(Natural language region descriptions)
• • • • •

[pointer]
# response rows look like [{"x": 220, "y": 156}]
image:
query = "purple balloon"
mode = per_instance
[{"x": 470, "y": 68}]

• • • • •

Exercise directions :: The expected output is the lines from the one with "# response rows" through the end of the data, exactly as written and nothing more.

Answer for this exercise ::
# response rows look like [{"x": 220, "y": 156}]
image:
query = "purple balloon"
mode = per_instance
[{"x": 470, "y": 68}]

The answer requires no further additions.